* [Task brief] The range to reproduce runs from the line containing "For every instance of the boiled" through the last line of the listing below; give exactly those lines and no others.

"""

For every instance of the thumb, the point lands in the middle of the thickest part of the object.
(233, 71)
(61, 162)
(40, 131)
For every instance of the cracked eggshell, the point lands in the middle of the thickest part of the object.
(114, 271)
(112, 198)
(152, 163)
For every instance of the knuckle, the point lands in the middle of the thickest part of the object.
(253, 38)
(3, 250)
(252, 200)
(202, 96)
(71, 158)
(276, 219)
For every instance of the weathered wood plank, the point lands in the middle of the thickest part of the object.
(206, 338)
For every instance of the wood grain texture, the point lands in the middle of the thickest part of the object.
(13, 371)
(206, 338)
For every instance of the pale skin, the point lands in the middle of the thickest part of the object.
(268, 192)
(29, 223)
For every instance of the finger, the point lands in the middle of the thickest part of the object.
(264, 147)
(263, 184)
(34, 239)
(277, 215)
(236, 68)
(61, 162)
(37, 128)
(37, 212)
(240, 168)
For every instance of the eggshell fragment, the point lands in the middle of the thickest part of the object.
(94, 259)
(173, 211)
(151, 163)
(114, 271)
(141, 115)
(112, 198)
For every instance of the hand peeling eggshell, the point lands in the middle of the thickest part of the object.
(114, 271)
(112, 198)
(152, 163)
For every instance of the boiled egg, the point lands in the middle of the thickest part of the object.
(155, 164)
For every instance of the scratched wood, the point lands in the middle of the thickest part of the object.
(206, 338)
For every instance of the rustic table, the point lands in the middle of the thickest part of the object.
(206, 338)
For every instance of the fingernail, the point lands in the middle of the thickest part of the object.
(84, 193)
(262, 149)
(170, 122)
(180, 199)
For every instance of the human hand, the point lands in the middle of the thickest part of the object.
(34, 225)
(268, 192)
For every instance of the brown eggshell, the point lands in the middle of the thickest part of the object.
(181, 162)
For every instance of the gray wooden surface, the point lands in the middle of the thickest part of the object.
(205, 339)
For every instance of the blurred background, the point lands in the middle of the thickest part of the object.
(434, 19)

"""

* [Expected answer]
For every instance of the boiled egg, the point lands in the middle of the thickest part of the object.
(155, 164)
For every instance of the scratched wood, the point lands in the middle of the thickest part of the object.
(206, 338)
For every instance of the rustic table, the point lands in the middle of the thickest part of the object.
(206, 338)
For every instance of the fingernail, the point lands in the middle of the thickest part of the object.
(84, 193)
(262, 149)
(170, 122)
(180, 199)
For every instance of the human hand, the point lands in the middle of the thickest part of the object.
(34, 225)
(268, 192)
For every instance of the brown eggshell, the point lands in the middle of the thickest part of the object.
(181, 162)
For every instance of the gray wooden surface, the point lands in the middle of the thickest part of the object.
(205, 339)
For every instance of the blurred background, the point lands in the middle of the thickest part of the object.
(434, 19)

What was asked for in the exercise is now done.